Extrait de page

---+---

Ce livre paru en 1945, le troisième roman de l'auteur est un récit qui n'a rien à envier au style flamboyant et gouailleur de Céline ni à la sécheresse inhumaine des romans durs de
Simenon.
Pourtant, jamais le talent d'Amila ne lui a permis, on se demande pourquoi, d'atteindre la félicité de la reconnaissance du grand public.
L'histoire de
la Lucarne est celle d'Edouard Gallois un jeune comptable, il a 25 ans, qui se retrouve au chômage. Dans ces années troubles qui suivent la victoire du Front Populaire, la France se regarde, la France se déchire, la France attend (ou pas) la guerre imminente.
Le récit donne des références précises, on y parle des accords de Munich et des controverses qu'ils suscitent, « La paix, c'est les accords de Munich !...La paix, c'est le contraire des accords de Munich ! », on y parle des polémiques autour des engagements pacifistes, « Il y en a mille, des conceptions de la paix. Depuis le fameux abbé
De Saint-Pierre qui devait user sa soutane sous Louis XV, il y a bien dû y en avoir des centaines, d'«inventeurs» de paix éternelle.»
Les positions des groupes sociaux sont tranchées, pour ne pas dire retranchées, « On est tous pour casser la gueule aux deux cent familles !...» hurlent les manifestants communistes.
« Dis-solution des lig'fascist'» hurle un groupe de « locataires syndiqués» remontés contre l'appétit vorace des «proprios ».

---+---

[Enregistrements sources]
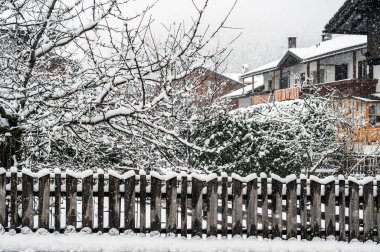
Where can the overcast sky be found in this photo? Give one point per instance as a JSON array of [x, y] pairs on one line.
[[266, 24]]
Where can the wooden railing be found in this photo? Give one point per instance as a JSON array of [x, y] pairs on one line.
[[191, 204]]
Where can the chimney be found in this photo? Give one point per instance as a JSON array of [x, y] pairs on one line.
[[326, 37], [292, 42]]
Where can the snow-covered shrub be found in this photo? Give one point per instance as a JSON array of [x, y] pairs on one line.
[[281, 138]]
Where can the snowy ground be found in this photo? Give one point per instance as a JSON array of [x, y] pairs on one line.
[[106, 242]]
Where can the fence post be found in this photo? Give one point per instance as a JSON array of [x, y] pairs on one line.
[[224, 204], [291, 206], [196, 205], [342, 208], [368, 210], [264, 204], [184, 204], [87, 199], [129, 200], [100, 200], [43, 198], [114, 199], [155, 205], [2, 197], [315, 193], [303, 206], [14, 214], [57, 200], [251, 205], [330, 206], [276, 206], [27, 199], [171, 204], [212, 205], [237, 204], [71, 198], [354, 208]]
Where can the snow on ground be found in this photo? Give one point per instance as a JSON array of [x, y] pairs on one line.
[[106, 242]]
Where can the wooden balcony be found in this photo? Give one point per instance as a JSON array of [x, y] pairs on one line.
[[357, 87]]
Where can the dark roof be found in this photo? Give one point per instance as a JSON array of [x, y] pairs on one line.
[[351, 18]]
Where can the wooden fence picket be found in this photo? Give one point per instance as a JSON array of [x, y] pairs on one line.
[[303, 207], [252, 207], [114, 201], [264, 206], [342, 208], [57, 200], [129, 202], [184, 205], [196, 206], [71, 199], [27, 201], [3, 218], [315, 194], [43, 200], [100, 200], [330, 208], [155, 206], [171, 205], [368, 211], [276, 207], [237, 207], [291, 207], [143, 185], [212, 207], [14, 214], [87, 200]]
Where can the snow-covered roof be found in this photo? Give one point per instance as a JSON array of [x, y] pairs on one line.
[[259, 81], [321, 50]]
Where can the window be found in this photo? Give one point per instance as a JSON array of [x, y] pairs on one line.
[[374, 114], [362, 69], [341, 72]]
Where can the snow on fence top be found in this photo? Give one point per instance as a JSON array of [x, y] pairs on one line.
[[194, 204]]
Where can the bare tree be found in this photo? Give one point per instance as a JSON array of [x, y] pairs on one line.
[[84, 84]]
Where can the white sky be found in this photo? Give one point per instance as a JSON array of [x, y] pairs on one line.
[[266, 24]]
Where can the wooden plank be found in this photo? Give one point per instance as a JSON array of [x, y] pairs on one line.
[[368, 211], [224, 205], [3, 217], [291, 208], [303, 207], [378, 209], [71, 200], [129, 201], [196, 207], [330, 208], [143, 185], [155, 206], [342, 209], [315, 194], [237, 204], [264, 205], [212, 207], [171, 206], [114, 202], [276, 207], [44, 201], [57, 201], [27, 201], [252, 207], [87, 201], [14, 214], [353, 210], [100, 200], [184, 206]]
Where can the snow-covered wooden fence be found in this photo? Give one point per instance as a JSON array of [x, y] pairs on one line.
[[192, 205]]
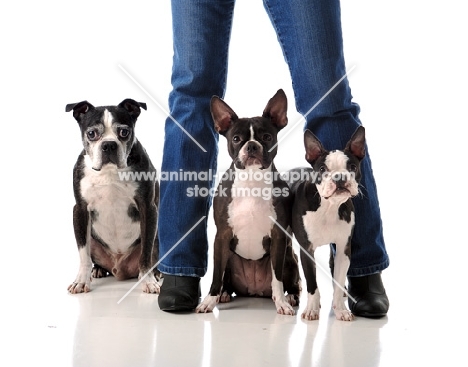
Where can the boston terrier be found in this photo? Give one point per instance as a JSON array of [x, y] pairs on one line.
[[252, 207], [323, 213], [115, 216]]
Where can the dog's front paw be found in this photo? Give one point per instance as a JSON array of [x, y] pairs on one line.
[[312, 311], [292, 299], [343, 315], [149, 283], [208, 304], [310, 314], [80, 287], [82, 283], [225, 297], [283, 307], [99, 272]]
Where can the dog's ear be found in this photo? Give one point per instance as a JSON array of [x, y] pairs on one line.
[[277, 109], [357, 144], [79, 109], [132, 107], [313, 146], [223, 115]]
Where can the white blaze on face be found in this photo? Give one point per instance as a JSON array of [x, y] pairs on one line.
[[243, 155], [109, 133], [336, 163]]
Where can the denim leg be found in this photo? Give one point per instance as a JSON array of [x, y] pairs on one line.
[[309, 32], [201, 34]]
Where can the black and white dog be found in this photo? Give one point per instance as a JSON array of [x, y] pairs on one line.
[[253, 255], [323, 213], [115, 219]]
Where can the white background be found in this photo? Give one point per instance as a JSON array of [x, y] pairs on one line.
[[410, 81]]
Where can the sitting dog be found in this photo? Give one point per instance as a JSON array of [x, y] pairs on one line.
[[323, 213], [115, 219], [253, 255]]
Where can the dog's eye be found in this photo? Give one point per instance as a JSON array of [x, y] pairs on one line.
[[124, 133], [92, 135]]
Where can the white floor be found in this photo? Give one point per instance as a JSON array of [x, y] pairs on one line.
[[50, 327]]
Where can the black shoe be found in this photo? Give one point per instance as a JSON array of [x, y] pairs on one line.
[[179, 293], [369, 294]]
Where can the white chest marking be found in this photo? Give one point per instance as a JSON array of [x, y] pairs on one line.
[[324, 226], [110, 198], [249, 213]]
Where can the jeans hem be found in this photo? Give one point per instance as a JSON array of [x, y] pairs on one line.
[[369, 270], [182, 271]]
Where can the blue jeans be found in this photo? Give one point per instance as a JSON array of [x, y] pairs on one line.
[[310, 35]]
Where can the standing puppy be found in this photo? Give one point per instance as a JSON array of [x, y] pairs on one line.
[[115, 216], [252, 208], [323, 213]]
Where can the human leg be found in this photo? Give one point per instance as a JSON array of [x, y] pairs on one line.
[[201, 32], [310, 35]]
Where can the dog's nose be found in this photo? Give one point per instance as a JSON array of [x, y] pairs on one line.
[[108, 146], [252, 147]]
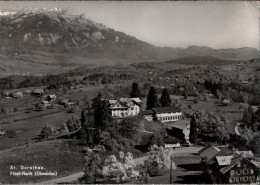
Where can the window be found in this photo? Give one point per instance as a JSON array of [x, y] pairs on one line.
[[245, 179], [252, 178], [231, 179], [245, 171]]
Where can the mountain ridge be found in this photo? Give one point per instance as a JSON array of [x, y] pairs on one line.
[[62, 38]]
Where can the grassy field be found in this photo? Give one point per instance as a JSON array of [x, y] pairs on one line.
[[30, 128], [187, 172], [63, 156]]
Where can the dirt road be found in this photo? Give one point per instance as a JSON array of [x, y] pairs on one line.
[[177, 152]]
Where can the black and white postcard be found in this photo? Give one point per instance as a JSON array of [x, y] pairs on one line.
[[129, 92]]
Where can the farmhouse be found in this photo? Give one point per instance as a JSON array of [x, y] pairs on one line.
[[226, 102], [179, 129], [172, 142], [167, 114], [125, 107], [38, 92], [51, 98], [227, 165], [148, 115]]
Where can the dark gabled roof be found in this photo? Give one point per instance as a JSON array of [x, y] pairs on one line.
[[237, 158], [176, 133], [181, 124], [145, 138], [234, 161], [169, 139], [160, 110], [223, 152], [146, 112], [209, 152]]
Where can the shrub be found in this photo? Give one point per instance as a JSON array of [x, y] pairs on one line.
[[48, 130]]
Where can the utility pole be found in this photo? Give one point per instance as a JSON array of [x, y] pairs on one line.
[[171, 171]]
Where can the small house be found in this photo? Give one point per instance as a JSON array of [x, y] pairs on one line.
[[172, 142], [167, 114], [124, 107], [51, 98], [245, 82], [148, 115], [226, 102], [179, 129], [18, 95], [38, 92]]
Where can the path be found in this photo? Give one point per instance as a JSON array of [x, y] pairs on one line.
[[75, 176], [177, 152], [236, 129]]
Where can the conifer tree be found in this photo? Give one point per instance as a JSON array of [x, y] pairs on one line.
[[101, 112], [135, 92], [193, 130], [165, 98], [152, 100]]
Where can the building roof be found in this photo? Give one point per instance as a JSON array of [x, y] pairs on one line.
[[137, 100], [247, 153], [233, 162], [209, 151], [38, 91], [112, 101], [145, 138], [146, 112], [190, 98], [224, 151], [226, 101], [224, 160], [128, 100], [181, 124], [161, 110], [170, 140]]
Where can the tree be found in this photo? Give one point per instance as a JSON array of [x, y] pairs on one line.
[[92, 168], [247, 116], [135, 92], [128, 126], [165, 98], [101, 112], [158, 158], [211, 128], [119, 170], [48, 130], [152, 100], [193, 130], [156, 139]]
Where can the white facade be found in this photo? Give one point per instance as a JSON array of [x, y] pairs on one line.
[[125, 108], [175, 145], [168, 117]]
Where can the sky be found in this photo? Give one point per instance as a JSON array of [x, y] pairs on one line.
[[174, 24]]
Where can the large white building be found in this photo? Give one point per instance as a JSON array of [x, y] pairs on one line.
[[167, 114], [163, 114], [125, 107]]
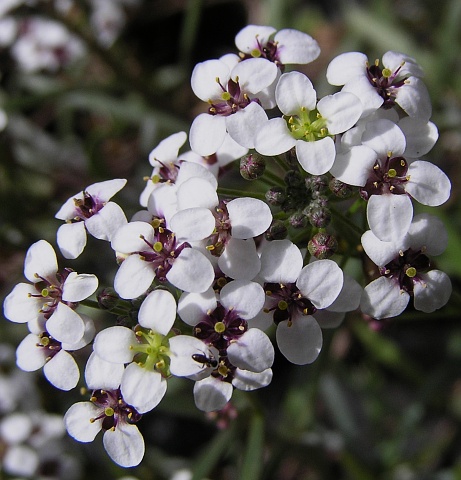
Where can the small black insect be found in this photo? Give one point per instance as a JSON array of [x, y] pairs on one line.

---+---

Description du problème
Reproduisez intégralement la critique de La Lucarne, sans la moindre modification. Les items n'ont aucun rapport avec la critique de La Lucarne.

Sortie attendue
Ce livre paru en 1945, le troisième roman de l'auteur est un récit qui n'a rien à envier au style flamboyant et gouailleur de Céline ni à la sécheresse inhumaine des romans durs de
Simenon.
Pourtant, jamais le talent d'Amila ne lui a permis, on se demande pourquoi, d'atteindre la félicité de la reconnaissance du grand public.
L'histoire de
la Lucarne est celle d'Edouard Gallois un jeune comptable, il a 25 ans, qui se retrouve au chômage. Dans ces années troubles qui suivent la victoire du Front Populaire, la France se regarde, la France se déchire, la France attend (ou pas) la guerre imminente.
Le récit donne des références précises, on y parle des accords de Munich et des controverses qu'ils suscitent, « La paix, c'est les accords de Munich !...La paix, c'est le contraire des accords de Munich ! », on y parle des polémiques autour des engagements pacifistes, « Il y en a mille, des conceptions de la paix. Depuis le fameux abbé
De Saint-Pierre qui devait user sa soutane sous Louis XV, il y a bien dû y en avoir des centaines, d'«inventeurs» de paix éternelle.»
Les positions des groupes sociaux sont tranchées, pour ne pas dire retranchées, « On est tous pour casser la gueule aux deux cent familles !...» hurlent les manifestants communistes.
« Dis-solution des lig'fascist'» hurle un groupe de « locataires syndiqués» remontés contre l'appétit vorace des «proprios ».